* DOCUMENT SEGMENT:
___

Metadata-Version: 2.4
Name: SANTIQ
Version: 0.1.3
Summary: A lightweight, modular, plugin-first ETL platform
Author-email: Dhritikrishna Tripathi <dhritikrishnat@gmail.com>
License-Expression: MIT
Classifier: Development Status :: 3 - Alpha
Classifier: Intended Audience :: Developers
Classifier: Programming Language :: Python :: 3
Classifier: Programming Language :: Python :: 3.11
Classifier: Programming Language :: Python :: 3.12
Requires-Python: >=3.11
Description-Content-Type: text/markdown
License-File: LICENSE
Requires-Dist: pandas>=2.0.0
Requires-Dist: pyarrow>=12.0.0
Requires-Dist: pyyaml>=6.0
Requires-Dist: typer>=0.9.0
Requires-Dist: rich>=13.0.0
Requires-Dist: pydantic>=2.0.0
Requires-Dist: packaging>=22.0
Provides-Extra: dev
Requires-Dist: pytest>=7.0.0; extra == "dev"
Requires-Dist: pytest-cov>=4.0.0; extra == "dev"
Requires-Dist: black>=23.0.0; extra == "dev"
Requires-Dist: isort>=5.12.0; extra == "dev"
Requires-Dist: mypy>=1.0.0; extra == "dev"
Requires-Dist: pre-commit>=3.0.0; extra == "dev"
Requires-Dist: psutil>=5.9.0; extra == "dev"
Requires-Dist: safety>=2.3.0; extra == "dev"
Requires-Dist: pip-check-updates>=0.5.0; extra == "dev"
Dynamic: license-file


# Santiq

<div align="center">

![Santiq Logo](https://img.shields.io/badge/Santiq-ETL%20Platform-blue?style=for-the-badge&logo=python)
[![Python 3.11+](https://img.shields.io/badge/python-3.11+-blue.svg)](https://www.python.org/downloads/)
[![License: MIT](https://img.shields.io/badge/License-MIT-yellow.svg)](https://opensource.org/licenses/MIT)

___

* DATASET SECTION:
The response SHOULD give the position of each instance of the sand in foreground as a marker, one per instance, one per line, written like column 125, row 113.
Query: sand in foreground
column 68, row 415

___

* SHORT EXERCISE 1:
Condense the block of the Santiq package page that begins "Metadata-Version: 2.4" into a short bulleted list of its main facts.
* SHORT EXERCISE 2:
Continue the Santiq package page from the point where it stops.
The material placed after the Santiq package page is separate from that text.

* TASK ANSWER 1:
- Package: SANTIQ, version 0.1.3 (metadata version 2.4)
- Summary: a lightweight, modular, plugin-first ETL platform
- Author: Dhritikrishna Tripathi <dhritikrishnat@gmail.com>
- License: MIT, with a LICENSE file included
- Status: Alpha; intended for developers
- Python: 3.11 or later (classifiers list 3.11 and 3.12)
- Description format: Markdown
- Runtime dependencies: pandas>=2.0.0, pyarrow>=12.0.0, pyyaml>=6.0, typer>=0.9.0, rich>=13.0.0, pydantic>=2.0.0, packaging>=22.0
- Optional "dev" extra: pytest, pytest-cov, black, isort, mypy, pre-commit, psutil, safety, pip-check-updates

* TASK ANSWER 2:
[![PyPI version](https://badge.fury.io/py/santiq.svg)](https://badge.fury.io/py/santiq)

**A lightweight, modular, plugin-first ETL platform designed for individuals, small businesses, and scalable up to enterprise workloads.**

[Quick Start](#quick-start) • [Documentation](https://santiq.readthedocs.io/) • [Examples](examples/) • [Contributing](CONTRIBUTING.md)

</div>

---

## 🚀 What is Santiq?

Santiq is a modern ETL (Extract, Transform, Load) platform that makes data processing simple, reliable, and extensible. Built with a plugin-first architecture, Santiq allows you to:

- **Extract** data from any source (files, databases, APIs, cloud services)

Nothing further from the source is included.